# [元の文章]
大人は症状が重くなる?手足口病の原因とうつりやすい期間
手足口病は子どもがよく発症する感染症で、発熱の後に手掌、足底、そして口腔内に水疱が多発する病気です。特に口腔内の水疱は非常に痛く、水分も飲めなくなる子がいるような感染症です。
ほとんどは子どもが発症するのですが、時折おとなにも発症します。ここでは手足口病の原因や症状、よくある疑問などについて解説します。
目次
手足口病の原因と症状
手足口病は、ウイルスの感染によって子どもに発熱や皮疹を認める病気です。その特徴について解説します。
子どもに多い夏風邪のひとつ
手足口病は子どもの夏風邪の一種として見られることが多い病気です。夏風邪はウイルスによって引き起こされ、症状もウイルスによって異なります。

[保存済みデータ項目]

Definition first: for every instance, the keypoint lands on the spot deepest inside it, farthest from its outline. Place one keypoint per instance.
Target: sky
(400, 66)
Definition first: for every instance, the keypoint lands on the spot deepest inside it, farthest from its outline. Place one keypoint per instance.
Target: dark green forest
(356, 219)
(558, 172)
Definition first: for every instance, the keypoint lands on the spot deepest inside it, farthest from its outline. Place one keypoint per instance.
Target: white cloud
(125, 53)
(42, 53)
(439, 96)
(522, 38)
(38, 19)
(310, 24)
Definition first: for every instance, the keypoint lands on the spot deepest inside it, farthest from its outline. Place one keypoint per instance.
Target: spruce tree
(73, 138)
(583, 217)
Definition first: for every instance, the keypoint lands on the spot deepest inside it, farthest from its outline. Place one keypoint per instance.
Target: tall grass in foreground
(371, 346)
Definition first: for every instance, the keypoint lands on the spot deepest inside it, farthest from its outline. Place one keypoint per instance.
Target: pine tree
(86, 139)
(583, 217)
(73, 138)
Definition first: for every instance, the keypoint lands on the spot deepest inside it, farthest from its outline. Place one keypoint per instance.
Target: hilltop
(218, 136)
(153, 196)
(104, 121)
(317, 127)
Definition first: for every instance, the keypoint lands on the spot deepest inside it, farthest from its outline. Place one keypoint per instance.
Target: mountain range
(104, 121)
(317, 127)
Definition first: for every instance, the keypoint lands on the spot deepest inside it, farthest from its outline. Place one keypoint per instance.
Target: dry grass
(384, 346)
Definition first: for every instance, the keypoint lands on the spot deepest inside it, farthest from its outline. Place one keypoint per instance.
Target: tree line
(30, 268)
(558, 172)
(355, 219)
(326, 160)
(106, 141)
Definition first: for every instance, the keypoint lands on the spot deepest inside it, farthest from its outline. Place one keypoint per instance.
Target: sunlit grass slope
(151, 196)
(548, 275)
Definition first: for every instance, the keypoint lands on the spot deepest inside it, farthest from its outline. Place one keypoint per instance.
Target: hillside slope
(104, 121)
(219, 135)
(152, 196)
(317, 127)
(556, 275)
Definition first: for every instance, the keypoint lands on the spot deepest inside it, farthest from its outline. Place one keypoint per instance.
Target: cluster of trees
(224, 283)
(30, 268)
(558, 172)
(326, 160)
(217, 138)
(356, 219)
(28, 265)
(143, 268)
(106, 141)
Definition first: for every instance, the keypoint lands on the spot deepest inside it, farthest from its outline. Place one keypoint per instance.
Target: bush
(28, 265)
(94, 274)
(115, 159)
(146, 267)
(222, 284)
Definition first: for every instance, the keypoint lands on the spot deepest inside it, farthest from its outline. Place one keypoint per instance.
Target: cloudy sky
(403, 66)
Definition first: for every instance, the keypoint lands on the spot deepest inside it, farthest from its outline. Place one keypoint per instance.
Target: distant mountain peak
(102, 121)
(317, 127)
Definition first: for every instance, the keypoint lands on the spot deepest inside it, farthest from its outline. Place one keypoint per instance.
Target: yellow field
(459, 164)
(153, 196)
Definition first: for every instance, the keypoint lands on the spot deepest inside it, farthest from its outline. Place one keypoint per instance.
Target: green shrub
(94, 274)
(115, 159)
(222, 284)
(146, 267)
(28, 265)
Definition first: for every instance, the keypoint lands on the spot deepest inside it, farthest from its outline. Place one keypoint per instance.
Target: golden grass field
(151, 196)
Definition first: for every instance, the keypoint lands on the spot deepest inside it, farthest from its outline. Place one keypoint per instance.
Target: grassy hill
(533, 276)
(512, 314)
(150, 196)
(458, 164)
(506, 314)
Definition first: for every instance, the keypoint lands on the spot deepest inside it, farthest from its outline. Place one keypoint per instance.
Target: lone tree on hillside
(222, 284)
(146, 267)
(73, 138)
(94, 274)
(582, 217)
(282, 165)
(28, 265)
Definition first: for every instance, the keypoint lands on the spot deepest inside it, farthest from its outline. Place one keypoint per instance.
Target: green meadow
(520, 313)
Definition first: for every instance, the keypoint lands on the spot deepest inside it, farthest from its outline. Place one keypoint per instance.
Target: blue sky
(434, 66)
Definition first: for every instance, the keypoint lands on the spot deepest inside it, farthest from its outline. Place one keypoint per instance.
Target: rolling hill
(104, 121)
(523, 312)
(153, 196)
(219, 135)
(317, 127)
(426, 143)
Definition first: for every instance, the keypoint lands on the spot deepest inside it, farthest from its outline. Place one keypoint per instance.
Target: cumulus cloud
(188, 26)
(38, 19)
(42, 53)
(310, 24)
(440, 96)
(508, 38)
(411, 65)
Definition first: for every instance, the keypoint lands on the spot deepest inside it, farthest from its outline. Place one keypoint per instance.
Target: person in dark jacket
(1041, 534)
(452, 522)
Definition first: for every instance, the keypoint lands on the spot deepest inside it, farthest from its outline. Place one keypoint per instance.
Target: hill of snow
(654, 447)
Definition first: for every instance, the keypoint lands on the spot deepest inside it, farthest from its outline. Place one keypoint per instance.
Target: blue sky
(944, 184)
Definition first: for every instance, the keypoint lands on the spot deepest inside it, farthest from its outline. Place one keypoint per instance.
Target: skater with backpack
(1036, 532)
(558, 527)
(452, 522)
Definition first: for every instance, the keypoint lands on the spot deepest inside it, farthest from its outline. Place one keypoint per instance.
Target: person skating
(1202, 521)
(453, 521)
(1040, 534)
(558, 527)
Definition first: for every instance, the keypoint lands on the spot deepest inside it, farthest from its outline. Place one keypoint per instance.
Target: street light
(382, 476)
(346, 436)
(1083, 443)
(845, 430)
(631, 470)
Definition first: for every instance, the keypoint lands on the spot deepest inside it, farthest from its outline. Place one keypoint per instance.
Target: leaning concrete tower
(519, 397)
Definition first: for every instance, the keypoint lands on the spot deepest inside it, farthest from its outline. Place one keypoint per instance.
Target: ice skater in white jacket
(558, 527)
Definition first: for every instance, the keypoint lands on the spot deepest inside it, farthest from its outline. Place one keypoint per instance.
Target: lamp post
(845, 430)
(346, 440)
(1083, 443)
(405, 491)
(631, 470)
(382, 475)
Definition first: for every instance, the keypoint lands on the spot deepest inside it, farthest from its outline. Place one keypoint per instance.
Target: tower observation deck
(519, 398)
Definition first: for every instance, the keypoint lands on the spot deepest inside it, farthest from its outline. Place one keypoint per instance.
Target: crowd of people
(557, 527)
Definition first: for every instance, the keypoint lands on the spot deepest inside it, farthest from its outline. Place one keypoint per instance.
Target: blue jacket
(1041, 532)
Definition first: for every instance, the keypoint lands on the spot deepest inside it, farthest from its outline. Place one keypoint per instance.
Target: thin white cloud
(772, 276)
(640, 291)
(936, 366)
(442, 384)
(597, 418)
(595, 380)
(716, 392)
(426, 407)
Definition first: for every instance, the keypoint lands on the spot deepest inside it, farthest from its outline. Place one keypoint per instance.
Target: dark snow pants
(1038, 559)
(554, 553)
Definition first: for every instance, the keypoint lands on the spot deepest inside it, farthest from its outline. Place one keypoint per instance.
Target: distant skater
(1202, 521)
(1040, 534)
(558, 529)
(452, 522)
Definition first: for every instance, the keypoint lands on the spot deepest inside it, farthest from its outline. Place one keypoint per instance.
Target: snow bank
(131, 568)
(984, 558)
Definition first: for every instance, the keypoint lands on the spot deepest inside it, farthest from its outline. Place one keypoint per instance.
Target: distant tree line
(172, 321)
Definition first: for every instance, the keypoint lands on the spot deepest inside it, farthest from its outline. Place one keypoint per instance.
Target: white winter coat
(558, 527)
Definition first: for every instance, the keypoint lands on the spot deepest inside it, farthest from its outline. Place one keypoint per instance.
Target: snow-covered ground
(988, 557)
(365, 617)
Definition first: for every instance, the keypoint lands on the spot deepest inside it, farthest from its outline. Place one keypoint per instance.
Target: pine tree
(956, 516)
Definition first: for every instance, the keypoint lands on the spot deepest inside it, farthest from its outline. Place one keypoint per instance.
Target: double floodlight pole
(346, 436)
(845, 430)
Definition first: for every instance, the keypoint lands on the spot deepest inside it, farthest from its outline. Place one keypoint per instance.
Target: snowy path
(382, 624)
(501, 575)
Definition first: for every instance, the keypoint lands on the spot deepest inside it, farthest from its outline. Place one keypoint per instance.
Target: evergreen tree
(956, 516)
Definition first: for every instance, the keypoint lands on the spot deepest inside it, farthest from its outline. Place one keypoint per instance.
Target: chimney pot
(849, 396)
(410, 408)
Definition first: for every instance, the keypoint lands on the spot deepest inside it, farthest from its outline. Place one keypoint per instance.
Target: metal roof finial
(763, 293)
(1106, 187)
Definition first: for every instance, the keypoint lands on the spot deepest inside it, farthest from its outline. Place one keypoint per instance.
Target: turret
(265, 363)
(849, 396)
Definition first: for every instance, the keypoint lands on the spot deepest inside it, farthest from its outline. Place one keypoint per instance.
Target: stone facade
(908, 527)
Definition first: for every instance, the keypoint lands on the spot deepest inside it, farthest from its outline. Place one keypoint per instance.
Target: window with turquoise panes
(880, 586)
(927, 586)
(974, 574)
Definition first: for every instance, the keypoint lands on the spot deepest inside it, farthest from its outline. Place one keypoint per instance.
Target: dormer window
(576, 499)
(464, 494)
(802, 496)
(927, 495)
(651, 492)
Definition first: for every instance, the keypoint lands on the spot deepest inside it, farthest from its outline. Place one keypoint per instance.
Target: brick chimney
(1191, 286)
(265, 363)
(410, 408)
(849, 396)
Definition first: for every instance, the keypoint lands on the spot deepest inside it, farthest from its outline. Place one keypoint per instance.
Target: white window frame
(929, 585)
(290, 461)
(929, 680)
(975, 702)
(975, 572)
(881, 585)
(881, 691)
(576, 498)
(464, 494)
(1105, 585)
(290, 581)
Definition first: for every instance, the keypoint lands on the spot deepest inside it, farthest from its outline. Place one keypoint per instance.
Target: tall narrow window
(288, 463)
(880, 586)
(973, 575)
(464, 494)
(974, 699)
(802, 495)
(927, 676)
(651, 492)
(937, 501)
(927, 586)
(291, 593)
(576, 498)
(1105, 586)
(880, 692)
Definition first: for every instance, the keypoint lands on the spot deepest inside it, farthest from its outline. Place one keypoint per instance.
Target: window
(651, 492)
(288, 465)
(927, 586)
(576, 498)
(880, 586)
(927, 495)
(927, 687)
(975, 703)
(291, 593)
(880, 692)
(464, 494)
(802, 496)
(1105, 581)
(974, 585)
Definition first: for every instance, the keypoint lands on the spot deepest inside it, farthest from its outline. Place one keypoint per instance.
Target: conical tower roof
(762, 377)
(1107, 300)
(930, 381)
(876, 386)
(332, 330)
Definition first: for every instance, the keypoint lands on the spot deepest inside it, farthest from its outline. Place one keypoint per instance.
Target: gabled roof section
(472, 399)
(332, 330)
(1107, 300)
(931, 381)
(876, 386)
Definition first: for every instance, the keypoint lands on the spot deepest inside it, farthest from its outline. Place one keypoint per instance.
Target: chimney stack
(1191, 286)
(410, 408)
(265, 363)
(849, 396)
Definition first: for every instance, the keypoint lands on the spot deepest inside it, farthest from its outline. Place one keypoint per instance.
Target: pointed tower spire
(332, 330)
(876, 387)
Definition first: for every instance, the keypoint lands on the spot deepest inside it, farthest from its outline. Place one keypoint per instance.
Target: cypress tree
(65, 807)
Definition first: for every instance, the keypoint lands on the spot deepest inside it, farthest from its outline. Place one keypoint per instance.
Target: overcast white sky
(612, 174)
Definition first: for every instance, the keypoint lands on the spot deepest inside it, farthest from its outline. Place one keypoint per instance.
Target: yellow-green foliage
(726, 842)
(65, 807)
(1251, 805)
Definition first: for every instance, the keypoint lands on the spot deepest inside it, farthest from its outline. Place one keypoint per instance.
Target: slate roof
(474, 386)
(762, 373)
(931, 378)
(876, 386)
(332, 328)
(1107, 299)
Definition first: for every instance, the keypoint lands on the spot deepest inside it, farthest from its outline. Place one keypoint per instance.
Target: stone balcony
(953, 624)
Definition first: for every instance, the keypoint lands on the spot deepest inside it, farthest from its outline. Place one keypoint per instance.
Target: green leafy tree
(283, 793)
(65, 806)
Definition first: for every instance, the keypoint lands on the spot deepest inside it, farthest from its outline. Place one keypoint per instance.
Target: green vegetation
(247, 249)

# [取り組む問題]
• A. 元の文章に基づいて、次の問いに答えてください。
(i) 手足口病では、発熱の後にどこに水疱が多発しますか。
(ii) 手足口病は、子どもの何の一種として見られることが多いですか。
(iii) 夏風邪は何によって引き起こされますか。
• B. 次の各記述が元の文章の内容と一致するかどうかを、はいかいいえで答えてください。判断の根拠となる箇所も、文章からそのまま引用してください。
(i) 手足口病は子どもにしか発症しない。
(ii) 口腔内の水疱の痛みのために、水分を飲めなくなる子もいる。
(iii) 夏風邪の症状は、原因となるウイルスにかかわらず同じである。

# [演習の解答]
• A.
(i) 手掌、足底、そして口腔内です。
(ii) 夏風邪の一種です。
(iii) ウイルスによって引き起こされます。

• B.
(i) いいえ。「ほとんどは子どもが発症するのですが、時折おとなにも発症します。」
(ii) はい。「特に口腔内の水疱は非常に痛く、水分も飲めなくなる子がいるような感染症です。」
(iii) いいえ。「症状もウイルスによって異なります。」